Supplied passage →
##########
Dragon Capital is a Ukrainian investment management company founded by Czech businessman  and partners in 2000 in Kyiv. It works in the sphere of financial services; provides a full range of investment banking and brokerage services, private investment, asset management for institutional, corporate and private clients.

In 2016-2020, Dragon Capital, together with its foreign partners, invested more than $600 million in real estate, of which more than $500 million are Kyiv and Kyiv region. The investment partner, among others, is the American financier, stock market investor George Soros.

The company sells war bonds of Ukraine.

History 
The company was founded by Tomas Fiala in cooperation with partners in 2000 in Kyiv.

In 2007-2017, Goldman Sachs, one of the world's largest banks, owned a minority stake in Dragon Capital. In 2017 Dragon Capital bought back shares from Goldman Sachs although the latter acquired 25% stake in New Ukraine PE Holding Limited.

In 2008, Dragon Capital, together with East Capital Bering Ukraine Fund, acquired 70% of Chumak's (food company) shares, but sold its stake in 2019.

In April 2017, the Security Service of Ukraine conducted a search at the company office. They were looking for Russian Stakhanovets software on employees' computers. Then, former Prime Minister Volodymyr Groysman backed the company.
##########
Data items →
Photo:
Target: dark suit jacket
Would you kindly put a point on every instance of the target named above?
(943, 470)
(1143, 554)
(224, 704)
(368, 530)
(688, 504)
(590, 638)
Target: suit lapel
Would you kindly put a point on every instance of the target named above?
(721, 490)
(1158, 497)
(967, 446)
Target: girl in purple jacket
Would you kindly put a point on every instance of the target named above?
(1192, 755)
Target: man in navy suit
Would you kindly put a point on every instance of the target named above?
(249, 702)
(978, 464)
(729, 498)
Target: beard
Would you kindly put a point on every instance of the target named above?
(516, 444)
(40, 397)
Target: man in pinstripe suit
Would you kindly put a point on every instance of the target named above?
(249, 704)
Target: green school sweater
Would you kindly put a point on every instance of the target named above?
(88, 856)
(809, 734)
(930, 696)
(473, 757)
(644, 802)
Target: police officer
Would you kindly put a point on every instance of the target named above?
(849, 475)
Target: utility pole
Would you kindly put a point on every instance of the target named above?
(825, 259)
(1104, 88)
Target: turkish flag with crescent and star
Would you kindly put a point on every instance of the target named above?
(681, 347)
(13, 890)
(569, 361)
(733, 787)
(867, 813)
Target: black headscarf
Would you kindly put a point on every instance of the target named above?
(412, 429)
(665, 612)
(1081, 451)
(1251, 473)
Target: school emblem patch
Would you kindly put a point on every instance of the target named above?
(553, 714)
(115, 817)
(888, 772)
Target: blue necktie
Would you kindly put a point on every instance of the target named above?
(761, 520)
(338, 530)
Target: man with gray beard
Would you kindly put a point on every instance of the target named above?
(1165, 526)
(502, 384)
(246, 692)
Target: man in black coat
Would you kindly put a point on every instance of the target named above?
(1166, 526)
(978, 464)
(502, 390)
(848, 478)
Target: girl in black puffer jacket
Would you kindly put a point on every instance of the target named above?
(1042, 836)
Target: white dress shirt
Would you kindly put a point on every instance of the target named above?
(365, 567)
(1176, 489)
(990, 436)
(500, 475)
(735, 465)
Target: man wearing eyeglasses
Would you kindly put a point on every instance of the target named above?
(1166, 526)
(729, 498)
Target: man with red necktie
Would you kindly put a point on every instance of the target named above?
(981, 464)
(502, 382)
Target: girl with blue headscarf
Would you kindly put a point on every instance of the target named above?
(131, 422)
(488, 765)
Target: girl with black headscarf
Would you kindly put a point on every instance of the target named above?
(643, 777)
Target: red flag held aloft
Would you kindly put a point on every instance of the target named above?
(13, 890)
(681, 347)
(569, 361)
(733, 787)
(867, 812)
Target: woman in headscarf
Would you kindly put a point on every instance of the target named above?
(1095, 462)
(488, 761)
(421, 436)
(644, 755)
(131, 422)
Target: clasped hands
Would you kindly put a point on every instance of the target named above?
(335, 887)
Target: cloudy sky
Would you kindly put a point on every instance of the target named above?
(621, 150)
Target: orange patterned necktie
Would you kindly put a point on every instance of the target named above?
##########
What you will do →
Please pick up the Dragon Capital article where it stops and continue it.

Exercise answer →
In 2017–2019, it acquired a number of different commercial properties: Victoria Gardens shopping center (Lviv), Sky Park shopping mall (Vinnytsia), Eco Tower (Zaporizhia) business center, Horizon Park Business Center (Kyiv), Aladdin shopping mall (Kyiv), logistics centre Arctic (Kyiv), Smart Plaza Obolon shopping mall (Kyiv), West Gate Logistic (logistics complex).

In 2019, the company acquired a minority stake in Ciklum (IT company).

In October 2019, it indirectly acquired the assets of Kyivska Rus Bank, namely an office building.

In December 2019, the company entered into an agreement to acquire 100% of Idea Bank and New Finance Service's shares for UAH 1.368 billion, but at the end of June 2020 terminated the agreement.

June 24, 2020 - Dragon Capital made a deal to acquire the Falby pharmaceutical logistics complex.

In 2020, Dragon Capital acquired a 6 floors building for the Kyiv School of Economics.

September 22, 2020 - the company announced the construction of the E40 Industrial Park on the 27th kilometer of the Zhytomyr highway.

December 3, 2020 - Dragon Capital bought the Industrial Park in Riasne-2.

In 2021, Dragon Capital New Ukraine Fund LP, managed by Dragon Capital, has completed an agreement to acquire a controlling stake in Treeum, which includes the financial portals Finance.ua and Minfin.com.ua.

In April 2021, Dragon Capital acquired UnexBank.

In May 2021 owner Olena Prytula sold 100% of the corporate rights of Ukrainian online newspaper Ukrayinska Pravda to Dragon Capital. The parties agreed that the editorial policy of the newspaper would remain unchanged. According to Dragon Capital the investment was "another step towards supporting free media and freedom of speech in Ukraine."

Europe Virgin Fund 
In July 2010, Dragon Capital established a regional private equity fund, Europe Virgin Fund, which operates assets in Ukraine, Moldova and Belarus. The fund has already attracted investments from the EBRD, Swiss Investment Fund for Emerging Markets, Black Sea Trade and Development Bank, and other investors. During its existence, the Fund has invested in a number of pharmaceutical companies (Sperco Ukraine), consumer goods (Tissico Limited), marketing (PRIME Group), private security (VENBEST Group), etc.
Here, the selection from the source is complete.